**GOAL:** Nothing but the lines from the one containing "Drop one point per instance of the calm" through the last line should be written out, please, exactly as they stand.

** BEGIN **

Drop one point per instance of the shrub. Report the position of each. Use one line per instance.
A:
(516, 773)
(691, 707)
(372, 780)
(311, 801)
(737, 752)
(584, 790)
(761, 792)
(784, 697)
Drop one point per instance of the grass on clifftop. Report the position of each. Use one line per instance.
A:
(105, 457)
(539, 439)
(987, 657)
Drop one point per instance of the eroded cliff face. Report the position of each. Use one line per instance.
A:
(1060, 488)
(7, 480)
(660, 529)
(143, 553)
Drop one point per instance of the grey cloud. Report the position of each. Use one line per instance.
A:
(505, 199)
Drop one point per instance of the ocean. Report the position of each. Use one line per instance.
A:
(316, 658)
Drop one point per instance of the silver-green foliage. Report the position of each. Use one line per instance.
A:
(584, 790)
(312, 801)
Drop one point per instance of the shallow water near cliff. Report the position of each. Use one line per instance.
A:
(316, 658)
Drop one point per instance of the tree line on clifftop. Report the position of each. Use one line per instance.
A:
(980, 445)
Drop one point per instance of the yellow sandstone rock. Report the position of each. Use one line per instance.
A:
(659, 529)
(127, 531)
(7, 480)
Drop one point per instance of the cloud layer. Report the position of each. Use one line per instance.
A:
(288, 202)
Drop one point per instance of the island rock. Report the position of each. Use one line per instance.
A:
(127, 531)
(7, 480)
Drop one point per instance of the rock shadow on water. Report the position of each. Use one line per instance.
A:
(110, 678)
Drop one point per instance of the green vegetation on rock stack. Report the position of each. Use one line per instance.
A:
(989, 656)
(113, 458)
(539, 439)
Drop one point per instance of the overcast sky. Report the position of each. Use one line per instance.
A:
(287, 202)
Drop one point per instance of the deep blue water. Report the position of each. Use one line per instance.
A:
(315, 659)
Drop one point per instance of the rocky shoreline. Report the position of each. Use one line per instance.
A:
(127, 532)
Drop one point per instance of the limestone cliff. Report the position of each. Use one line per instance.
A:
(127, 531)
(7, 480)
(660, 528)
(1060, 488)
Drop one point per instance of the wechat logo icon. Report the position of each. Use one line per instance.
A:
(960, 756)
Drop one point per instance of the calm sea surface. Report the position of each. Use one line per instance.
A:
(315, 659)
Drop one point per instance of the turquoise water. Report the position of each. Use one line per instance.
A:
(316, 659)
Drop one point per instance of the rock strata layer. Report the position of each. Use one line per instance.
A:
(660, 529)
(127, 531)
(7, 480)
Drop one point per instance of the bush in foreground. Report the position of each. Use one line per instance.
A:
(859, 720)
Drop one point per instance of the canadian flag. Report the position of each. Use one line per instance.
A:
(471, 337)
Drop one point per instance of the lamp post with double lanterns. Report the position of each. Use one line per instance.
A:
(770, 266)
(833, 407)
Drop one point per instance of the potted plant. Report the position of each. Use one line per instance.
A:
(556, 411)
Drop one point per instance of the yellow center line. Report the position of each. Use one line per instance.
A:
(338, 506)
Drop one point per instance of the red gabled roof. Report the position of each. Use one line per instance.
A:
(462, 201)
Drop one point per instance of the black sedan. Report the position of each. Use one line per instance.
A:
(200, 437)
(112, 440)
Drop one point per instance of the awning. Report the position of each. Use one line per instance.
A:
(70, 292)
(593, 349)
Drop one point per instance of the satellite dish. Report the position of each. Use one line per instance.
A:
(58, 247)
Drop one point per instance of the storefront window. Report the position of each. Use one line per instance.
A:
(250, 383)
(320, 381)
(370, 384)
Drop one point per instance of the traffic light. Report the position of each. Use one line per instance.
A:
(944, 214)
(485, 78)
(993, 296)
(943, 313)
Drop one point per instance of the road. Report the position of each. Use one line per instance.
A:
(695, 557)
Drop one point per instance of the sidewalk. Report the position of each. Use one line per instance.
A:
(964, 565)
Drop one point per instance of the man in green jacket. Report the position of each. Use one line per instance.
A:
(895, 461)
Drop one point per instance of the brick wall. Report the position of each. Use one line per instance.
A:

** END **

**PROBLEM SOLUTION:**
Drop one point per instance of the calm sea surface. Report the position of each. Use one line per instance.
A:
(315, 659)
Drop one point per instance of the turquoise water. Report the position of each. Use one line per instance.
A:
(316, 659)
Drop one point per instance of the rock strata layer. Report the position of each. Use one line per instance.
A:
(660, 529)
(127, 531)
(7, 480)
Drop one point per instance of the bush in foreground. Report the position of each. Use one line per instance.
A:
(859, 720)
Drop one point per instance of the canadian flag. Report the position of each. Use one line per instance.
A:
(471, 337)
Drop one point per instance of the lamp post with double lanterns. Report the position of each. Use one line per instance.
A:
(770, 266)
(833, 407)
Drop one point per instance of the potted plant. Report the position of each. Use one line per instance.
A:
(556, 411)
Drop one point per instance of the yellow center line. Report the position of each. Use one line per instance.
A:
(338, 506)
Drop one point per instance of the red gabled roof. Report the position of each. Use one line per instance.
A:
(462, 201)
Drop one point per instance of the black sedan. Report the position of each. Use one line per instance.
A:
(200, 437)
(112, 440)
Drop one point per instance of the awning. Report the position of each. Use one line per instance.
A:
(70, 292)
(593, 349)
Drop one point per instance of the satellite dish. Report the position of each. Use one line per instance.
A:
(58, 247)
Drop one point per instance of the storefront window. Report the position of each. Use one line per instance.
A:
(250, 383)
(320, 381)
(370, 384)
Drop one point per instance of the traffic light. Report the position of each. Use one line per instance.
A:
(944, 214)
(485, 78)
(993, 296)
(943, 313)
Drop one point per instance of the road. Report the position of each. Use one line per instance.
A:
(695, 557)
Drop one point per instance of the sidewalk. Report the position of each. Use one line per instance.
A:
(964, 565)
Drop one point per instance of the man in green jacket. Report the position of each. Use one line per instance.
A:
(895, 461)
Drop one point per instance of the brick wall. Report the position of each. Use one line per instance.
A:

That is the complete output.